---- Passage to read

The reporters were detained on Tuesday night, days before Cambodia's main opposition party was dissolved over accusations it conspired with the US in a treason plot.
That case was blasted by Washington as baseless and decried by rights groups as hastening the country's descent into a de facto one-party state under premier Hun Sen.
The ruling followed months of legal attacks aimed at silencing Hun Sen's political rivals, outspoken NGOS and independent media. Radio Free Asia was forced to shut its office after 20 years due to a series of threats.
The former RFA journalists -- Oun Chhin and Yeang Sothearin -- now face up to 15 years in jail for allegedly running an illegal media studio from a guesthouse in the capital, according to police.
Phnom Penh Municipal Court decided to charge them with providing a foreign state information that is destructive to the national defence", said court spokesman Ly Sophana.
Hun Sen, a firebrand ultra-nationalist in power since 1985, has been leaning heavily on anti-American rhetoric to justify the unprecedented clampdown on critics before elections in 2018 which he is now guaranteed to win. His allegations of a US-backed coup plot have sent relations with Washington into a tailspin.
Yesterday, Washington demanded the immediate reversal of the ruling against the opposition party, which it said had stripped next year's election of any legitimacy. A spokesman for Hun Sen's ruling party said the country would be fine without American backing.
The widening rift is the latest chapter in a complex history between the two nations.
After pummelling Cambodia with bombs during the Vietnam War, the US went on to become one of its biggest donors as the kingdom rebuilt from the ashes of the brutal Khmer Rouge era of 1975-79.
But America's influence has waned significantly in recent years as China muscles into Southeast Asia, propping up authoritarian leaders like Hun Sen with aid and investment free of pressure to safeguard human rights.
Critics say Beijing's backing has given Hun Sen the confidence to drop even the facade of respecting a free press and other democratic institutions.

--------

(Short problem): In the news passage, how many years had Radio Free Asia's office been open before it was forced to shut?

---- Excerpted records

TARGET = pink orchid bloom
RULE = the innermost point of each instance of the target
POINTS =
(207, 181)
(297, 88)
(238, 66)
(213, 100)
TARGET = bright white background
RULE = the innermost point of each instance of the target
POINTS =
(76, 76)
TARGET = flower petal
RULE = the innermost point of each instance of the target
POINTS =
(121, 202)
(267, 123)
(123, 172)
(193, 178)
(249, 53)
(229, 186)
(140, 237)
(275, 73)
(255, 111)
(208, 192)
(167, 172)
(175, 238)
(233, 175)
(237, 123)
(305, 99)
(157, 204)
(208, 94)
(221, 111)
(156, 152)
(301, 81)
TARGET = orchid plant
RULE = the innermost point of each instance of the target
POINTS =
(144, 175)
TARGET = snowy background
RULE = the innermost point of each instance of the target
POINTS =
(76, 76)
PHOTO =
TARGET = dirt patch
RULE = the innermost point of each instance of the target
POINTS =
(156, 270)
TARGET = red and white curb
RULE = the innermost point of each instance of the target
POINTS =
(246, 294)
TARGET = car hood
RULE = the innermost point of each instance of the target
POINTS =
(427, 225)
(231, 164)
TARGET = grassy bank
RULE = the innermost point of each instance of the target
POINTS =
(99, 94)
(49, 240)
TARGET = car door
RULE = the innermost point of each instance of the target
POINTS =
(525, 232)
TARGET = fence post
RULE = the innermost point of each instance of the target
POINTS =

--------

(In response): 20 years